▶ _Selected text_:
For the first time, an elite team of heart experts from all over the world is working in collaboration - not competition, like at most heart centers - to create better outcomes for patients in Chattanooga.

"From a physical plant standpoint, what we're trying to accomplish is really a hospital within a hospital," said Dr. Judy Tingley, vice president and CEO of Erlanger's new Heart and Lung Institute. "The fourth floor of the Baroness main campus will be the Heart and Lung Institute physical palnt, but our services will reach out and hit all of our campuses in different ways across the care continuum."

Erlanger created the Heart and Lung Institute three years ago to upgrade its cardiac care and, in the process, win more of the area's heart patients away from CHI Memorial, traditionally the local hospital where most heart procedures are performed. Already, Erlanger has doubled its number of cardiac surgeries and grown the staff working in the institute by about a third, Campbell said.

"I don't compete with [CHI] Memorial so much as I want to be mentioned in the same breath as Vanderbilt and Emory," Campbell has said. "I can turn south and go to Emory, but if I can do it just as well closer to home, that is good for the area."

Erlanger Behavioral Hospital takes shape

Because of all the growth in and around Erlanger's main Baroness campus, Erlanger had to find another site when it decided to expand its behavioral health and mental health services.

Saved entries
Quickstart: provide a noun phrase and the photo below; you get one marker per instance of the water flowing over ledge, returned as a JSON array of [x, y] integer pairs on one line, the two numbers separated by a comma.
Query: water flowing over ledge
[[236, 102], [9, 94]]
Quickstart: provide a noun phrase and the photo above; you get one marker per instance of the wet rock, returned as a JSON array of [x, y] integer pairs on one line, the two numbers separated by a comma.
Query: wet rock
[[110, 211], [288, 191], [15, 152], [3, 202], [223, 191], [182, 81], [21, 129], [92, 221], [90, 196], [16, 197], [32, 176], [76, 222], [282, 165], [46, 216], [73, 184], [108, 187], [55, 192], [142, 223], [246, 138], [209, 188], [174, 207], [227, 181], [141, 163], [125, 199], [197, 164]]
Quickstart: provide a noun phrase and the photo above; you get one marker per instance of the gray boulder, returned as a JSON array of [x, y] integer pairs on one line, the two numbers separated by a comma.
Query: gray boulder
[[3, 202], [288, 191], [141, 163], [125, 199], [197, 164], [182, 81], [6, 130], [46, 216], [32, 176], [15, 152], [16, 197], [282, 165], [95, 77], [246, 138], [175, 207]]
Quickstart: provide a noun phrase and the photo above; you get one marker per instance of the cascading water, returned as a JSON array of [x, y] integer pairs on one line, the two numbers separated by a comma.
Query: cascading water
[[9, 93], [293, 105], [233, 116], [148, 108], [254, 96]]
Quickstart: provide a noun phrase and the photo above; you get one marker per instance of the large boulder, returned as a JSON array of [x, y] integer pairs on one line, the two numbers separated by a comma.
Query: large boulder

▶ _Questions to answer_:
- a) In the Erlanger excerpt, which floor of the Baroness main campus will be the Heart and Lung Institute's physical plant?
- b) Reproduce the Erlanger excerpt starting with "Because of all" and going on through "mental health services.", substituting "broaden" for "expand".

▶ _Solutions in order_:
- a) The fourth floor.

- b)
Because of all the growth in and around Erlanger's main Baroness campus, Erlanger had to find another site when it decided to broaden its behavioral health and mental health services.